== Material

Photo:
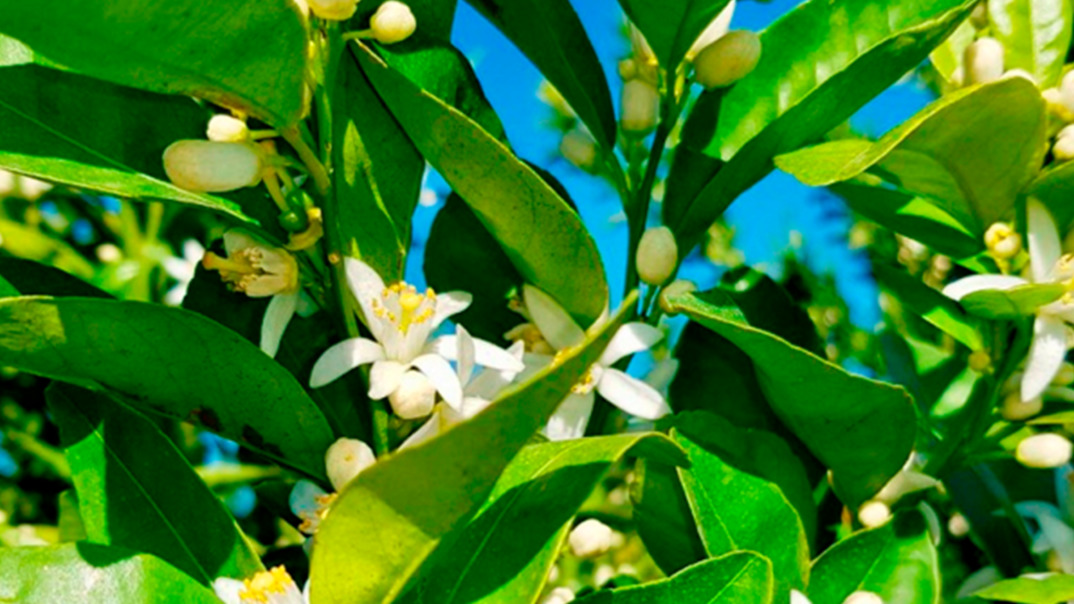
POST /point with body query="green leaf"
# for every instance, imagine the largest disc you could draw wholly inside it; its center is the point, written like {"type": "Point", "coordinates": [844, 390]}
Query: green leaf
{"type": "Point", "coordinates": [138, 491]}
{"type": "Point", "coordinates": [95, 574]}
{"type": "Point", "coordinates": [897, 562]}
{"type": "Point", "coordinates": [861, 429]}
{"type": "Point", "coordinates": [405, 505]}
{"type": "Point", "coordinates": [248, 55]}
{"type": "Point", "coordinates": [1035, 36]}
{"type": "Point", "coordinates": [169, 361]}
{"type": "Point", "coordinates": [550, 33]}
{"type": "Point", "coordinates": [504, 554]}
{"type": "Point", "coordinates": [1046, 590]}
{"type": "Point", "coordinates": [821, 63]}
{"type": "Point", "coordinates": [972, 152]}
{"type": "Point", "coordinates": [671, 28]}
{"type": "Point", "coordinates": [507, 196]}
{"type": "Point", "coordinates": [1013, 303]}
{"type": "Point", "coordinates": [929, 304]}
{"type": "Point", "coordinates": [738, 507]}
{"type": "Point", "coordinates": [741, 577]}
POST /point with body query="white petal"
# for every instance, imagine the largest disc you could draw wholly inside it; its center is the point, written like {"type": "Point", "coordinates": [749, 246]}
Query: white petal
{"type": "Point", "coordinates": [553, 321]}
{"type": "Point", "coordinates": [570, 418]}
{"type": "Point", "coordinates": [966, 286]}
{"type": "Point", "coordinates": [344, 357]}
{"type": "Point", "coordinates": [277, 315]}
{"type": "Point", "coordinates": [630, 339]}
{"type": "Point", "coordinates": [633, 396]}
{"type": "Point", "coordinates": [385, 378]}
{"type": "Point", "coordinates": [1043, 238]}
{"type": "Point", "coordinates": [438, 371]}
{"type": "Point", "coordinates": [1045, 356]}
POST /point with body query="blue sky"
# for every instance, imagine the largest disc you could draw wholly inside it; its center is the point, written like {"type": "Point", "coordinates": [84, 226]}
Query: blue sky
{"type": "Point", "coordinates": [763, 218]}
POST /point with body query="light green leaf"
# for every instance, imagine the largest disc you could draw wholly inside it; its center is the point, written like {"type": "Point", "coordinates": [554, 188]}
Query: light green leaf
{"type": "Point", "coordinates": [506, 195]}
{"type": "Point", "coordinates": [971, 152]}
{"type": "Point", "coordinates": [1035, 36]}
{"type": "Point", "coordinates": [169, 361]}
{"type": "Point", "coordinates": [93, 574]}
{"type": "Point", "coordinates": [247, 55]}
{"type": "Point", "coordinates": [741, 577]}
{"type": "Point", "coordinates": [862, 430]}
{"type": "Point", "coordinates": [897, 562]}
{"type": "Point", "coordinates": [390, 519]}
{"type": "Point", "coordinates": [821, 63]}
{"type": "Point", "coordinates": [138, 491]}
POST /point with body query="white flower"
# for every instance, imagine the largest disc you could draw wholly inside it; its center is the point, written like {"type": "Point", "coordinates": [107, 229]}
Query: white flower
{"type": "Point", "coordinates": [630, 394]}
{"type": "Point", "coordinates": [1049, 330]}
{"type": "Point", "coordinates": [259, 271]}
{"type": "Point", "coordinates": [266, 587]}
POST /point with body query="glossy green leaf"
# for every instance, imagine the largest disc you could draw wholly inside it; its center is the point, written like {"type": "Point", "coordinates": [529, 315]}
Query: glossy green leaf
{"type": "Point", "coordinates": [139, 491]}
{"type": "Point", "coordinates": [550, 33]}
{"type": "Point", "coordinates": [383, 527]}
{"type": "Point", "coordinates": [93, 574]}
{"type": "Point", "coordinates": [507, 196]}
{"type": "Point", "coordinates": [862, 430]}
{"type": "Point", "coordinates": [169, 361]}
{"type": "Point", "coordinates": [1046, 590]}
{"type": "Point", "coordinates": [1013, 303]}
{"type": "Point", "coordinates": [737, 508]}
{"type": "Point", "coordinates": [897, 561]}
{"type": "Point", "coordinates": [248, 55]}
{"type": "Point", "coordinates": [671, 28]}
{"type": "Point", "coordinates": [971, 152]}
{"type": "Point", "coordinates": [504, 554]}
{"type": "Point", "coordinates": [742, 577]}
{"type": "Point", "coordinates": [1035, 36]}
{"type": "Point", "coordinates": [821, 63]}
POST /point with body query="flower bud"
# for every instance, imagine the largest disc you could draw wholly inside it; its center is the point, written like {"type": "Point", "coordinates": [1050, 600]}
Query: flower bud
{"type": "Point", "coordinates": [333, 10]}
{"type": "Point", "coordinates": [392, 23]}
{"type": "Point", "coordinates": [212, 167]}
{"type": "Point", "coordinates": [984, 61]}
{"type": "Point", "coordinates": [640, 106]}
{"type": "Point", "coordinates": [873, 514]}
{"type": "Point", "coordinates": [1044, 450]}
{"type": "Point", "coordinates": [227, 129]}
{"type": "Point", "coordinates": [346, 459]}
{"type": "Point", "coordinates": [415, 396]}
{"type": "Point", "coordinates": [728, 59]}
{"type": "Point", "coordinates": [657, 255]}
{"type": "Point", "coordinates": [591, 538]}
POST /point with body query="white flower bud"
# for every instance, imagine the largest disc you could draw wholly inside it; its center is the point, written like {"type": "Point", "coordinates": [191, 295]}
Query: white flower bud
{"type": "Point", "coordinates": [640, 106]}
{"type": "Point", "coordinates": [984, 61]}
{"type": "Point", "coordinates": [591, 538]}
{"type": "Point", "coordinates": [1044, 450]}
{"type": "Point", "coordinates": [346, 459]}
{"type": "Point", "coordinates": [657, 255]}
{"type": "Point", "coordinates": [415, 397]}
{"type": "Point", "coordinates": [333, 10]}
{"type": "Point", "coordinates": [211, 167]}
{"type": "Point", "coordinates": [227, 129]}
{"type": "Point", "coordinates": [392, 23]}
{"type": "Point", "coordinates": [728, 59]}
{"type": "Point", "coordinates": [873, 514]}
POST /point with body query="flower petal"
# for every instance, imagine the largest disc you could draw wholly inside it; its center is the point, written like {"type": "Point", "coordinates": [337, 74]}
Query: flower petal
{"type": "Point", "coordinates": [630, 339]}
{"type": "Point", "coordinates": [966, 286]}
{"type": "Point", "coordinates": [1046, 356]}
{"type": "Point", "coordinates": [1043, 240]}
{"type": "Point", "coordinates": [438, 371]}
{"type": "Point", "coordinates": [277, 315]}
{"type": "Point", "coordinates": [553, 321]}
{"type": "Point", "coordinates": [630, 394]}
{"type": "Point", "coordinates": [344, 357]}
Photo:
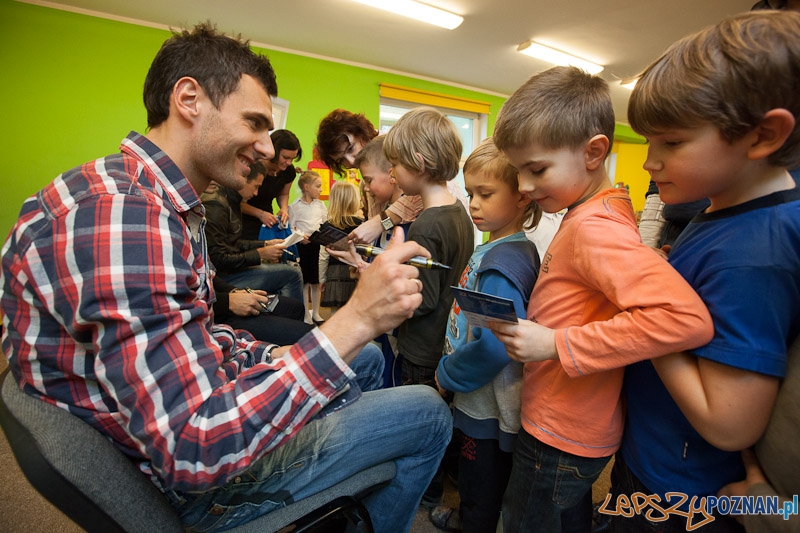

====

-- Problem requirements --
Pull out every line in the rows above that contains the string "white". Count a match only when the case is identical.

-- Full response --
POST /point with body query="white petal"
Query: white petal
POST /point with body query="white flower"
Query: white flower
POST /point with body query="white flower bud"
Query: white flower bud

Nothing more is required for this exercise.